Working data —

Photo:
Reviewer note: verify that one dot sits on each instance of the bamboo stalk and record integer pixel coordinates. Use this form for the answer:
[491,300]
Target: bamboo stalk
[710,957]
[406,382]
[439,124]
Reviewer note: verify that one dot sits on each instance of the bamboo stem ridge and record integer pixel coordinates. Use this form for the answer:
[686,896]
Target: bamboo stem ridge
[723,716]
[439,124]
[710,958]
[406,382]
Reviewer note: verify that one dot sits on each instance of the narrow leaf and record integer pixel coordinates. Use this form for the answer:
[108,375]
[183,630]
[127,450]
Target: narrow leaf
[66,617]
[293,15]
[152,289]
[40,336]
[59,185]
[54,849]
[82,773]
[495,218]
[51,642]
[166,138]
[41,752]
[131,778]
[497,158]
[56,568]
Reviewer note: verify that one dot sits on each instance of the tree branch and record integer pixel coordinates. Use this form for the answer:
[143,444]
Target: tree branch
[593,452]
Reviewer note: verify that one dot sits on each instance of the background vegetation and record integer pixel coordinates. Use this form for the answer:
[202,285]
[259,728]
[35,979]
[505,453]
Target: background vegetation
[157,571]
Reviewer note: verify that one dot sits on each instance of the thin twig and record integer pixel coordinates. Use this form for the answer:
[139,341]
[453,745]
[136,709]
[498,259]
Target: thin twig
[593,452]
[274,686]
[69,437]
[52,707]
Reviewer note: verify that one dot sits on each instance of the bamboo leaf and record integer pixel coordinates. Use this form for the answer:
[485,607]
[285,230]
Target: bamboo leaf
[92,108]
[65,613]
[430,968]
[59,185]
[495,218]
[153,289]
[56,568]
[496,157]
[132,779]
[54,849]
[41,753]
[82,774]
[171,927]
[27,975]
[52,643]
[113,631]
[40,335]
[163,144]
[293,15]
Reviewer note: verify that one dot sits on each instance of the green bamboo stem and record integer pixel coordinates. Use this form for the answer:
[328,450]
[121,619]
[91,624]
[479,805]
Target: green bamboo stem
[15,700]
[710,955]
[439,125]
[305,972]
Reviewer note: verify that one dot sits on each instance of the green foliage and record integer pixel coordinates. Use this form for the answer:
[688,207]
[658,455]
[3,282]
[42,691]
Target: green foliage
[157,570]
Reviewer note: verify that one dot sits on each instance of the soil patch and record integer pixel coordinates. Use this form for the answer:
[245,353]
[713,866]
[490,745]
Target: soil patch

What you will do —
Look through the data above. Copy every line with the string "soil" in it.

Written reply —
Reviewer note: verify that one dot sits on each instance of the soil patch and record integer pixel coordinates. Use this form for the answer:
Target: soil patch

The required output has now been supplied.